Task instructions
1. From the monitor review below, return the passage between "play_circle_filled" and "configuration possible really.", inclusive.
2. Answer these questions using the monitor review below:
(a) Which two menus are unavailable in all of the HDR modes?
(b) Under which VESA scheme is the HDR True Black mode certified?
(c) In which HDR mode do some colors look very neon and unrealistic?

Document

* Start *

As it uses a QD-OLED panel it can suffer from the reduced perceived black depth and contrast that are a challenge for this technology. You need to be mindful of your ambient light levels and the position of those light sources. Ideally the light sources would be behind the panel, or you’d be viewing HDR content in a very dark room. That will also help minimise glare and reflections on the screen’s semi-glossy coating.

play_circle_filled

HDR Demo and Test Video

Test and demo the HDR on your display using our handy compilation, highlighting black depth, contrast and peak brightness capabilities.
[View here]

HDR modes and Settings

The PD49 has various HDR modes available to select in the menu. You can choose between HDR True Black, HDR Picture, HDR Movie, HDR Game and HDR Native. The ‘Luminance’ and ‘Color Setup’ menus are unavailable in all of the HDR modes so there is no other configuration possible really.

There are two main modes which we will test, the HDR True Black mode which should be fairly familiar to anyone who’s read a review of any recent OLED monitor. This mode is certified under the VESA ‘DisplayHDR 400 True Black’ scheme, offers the more accurate EOTF tracking, but is limited in its peak brightness capability. The other mode we will test is the ‘HDR Native’ mode which is akin to a “peak 1000” mode you might see on other screens.

We found that the other three modes (Picture, Movie and Game) all have the same EOTF tracking as HDR Native but each one seems to just alter the colour saturation and vividness.This makes the image progressively less accurate, but more vivid looking for colours if you like that. HDR Native is standard and most accurate without any colour “enhancement”. HDR Picture is the next step up, still looking pretty neutral and being close to the Native mode in accuracy. Movie is a bit more saturated and colourful looking. Game is a lot more saturated, where some colours now look very neon and unrealistic and the image doesn’t look right. That’s quite similar to a typical “FPS” preset mode you might see on a gaming monitor in SDR mode.

We will compare and measure the True Black 400 mode and the HDR Native mode.

* End *

Information supplied
* Start *

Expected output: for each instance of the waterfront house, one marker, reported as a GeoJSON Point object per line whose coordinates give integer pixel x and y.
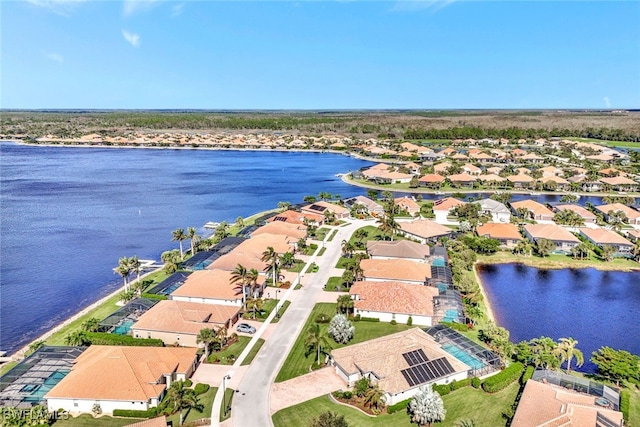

* End *

Answers in order
1.
play_circle_filled

HDR Demo and Test Video

Test and demo the HDR on your display using our handy compilation, highlighting black depth, contrast and peak brightness capabilities.
[View here]

HDR modes and Settings

The PD49 has various HDR modes available to select in the menu. You can choose between HDR True Black, HDR Picture, HDR Movie, HDR Game and HDR Native. The ‘Luminance’ and ‘Color Setup’ menus are unavailable in all of the HDR modes so there is no other configuration possible really.

2.
(a) The 'Luminance' and 'Color Setup' menus.
(b) The VESA 'DisplayHDR 400 True Black' scheme.
(c) HDR Game.